* [Instructions to follow]:
Rewrite the rows below, replacing every "Target" with "Label" and leaving everything else unchanged.
## begin
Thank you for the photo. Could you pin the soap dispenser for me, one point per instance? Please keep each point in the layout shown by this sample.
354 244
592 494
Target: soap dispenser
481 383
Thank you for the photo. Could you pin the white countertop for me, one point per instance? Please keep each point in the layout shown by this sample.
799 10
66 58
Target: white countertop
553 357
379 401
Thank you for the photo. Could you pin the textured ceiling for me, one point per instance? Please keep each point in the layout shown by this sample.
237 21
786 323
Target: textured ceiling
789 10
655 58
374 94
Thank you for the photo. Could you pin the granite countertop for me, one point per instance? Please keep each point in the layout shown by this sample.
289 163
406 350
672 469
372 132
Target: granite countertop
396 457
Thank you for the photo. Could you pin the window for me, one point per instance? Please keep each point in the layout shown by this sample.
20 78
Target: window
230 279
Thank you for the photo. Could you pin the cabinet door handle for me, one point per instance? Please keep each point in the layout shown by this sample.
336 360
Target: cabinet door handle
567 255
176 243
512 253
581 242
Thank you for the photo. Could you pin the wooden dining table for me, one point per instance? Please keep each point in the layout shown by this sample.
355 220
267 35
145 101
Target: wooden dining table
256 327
## end
* [Task result]:
Thank you for the photo. Could you pin the soap dispenser for me, one point per instance? Please keep each point in the layout shown by this sample.
354 244
592 494
Label: soap dispenser
481 383
Thank you for the photo. Could you pin the white countertop for me, one point per instance? Please keep each point in the layout shown by this sample.
799 10
66 58
Label: white countertop
553 357
379 401
Thank you for the photo. Could you pin the textured ceiling for me, one point per instance? Please keep each point in the layout shown by this sample.
237 21
786 323
Label: textured ceiling
789 10
655 58
374 94
Thank you for the photo. Could you pin the granite countertop for me, one point per instance? Please keep each point in the layout shown by this sample.
289 163
406 350
672 469
372 132
Label: granite countertop
396 457
Thank you for the photo. Could you pin the window for me, one point per instance? Please keep each point in the layout shown by this sample.
20 78
Label: window
230 279
Thank you for the photo. Could you pin the cabinet door handle for me, one point per instance? Please keep each point in the layout shown by this sample.
336 360
Label: cabinet door handle
567 255
176 243
512 253
581 242
Thank you for the photo. Could you pin the wooden dining table for me, one point per instance? Please keep each point in the layout shown by this sample.
355 220
267 35
145 101
Label: wooden dining table
256 327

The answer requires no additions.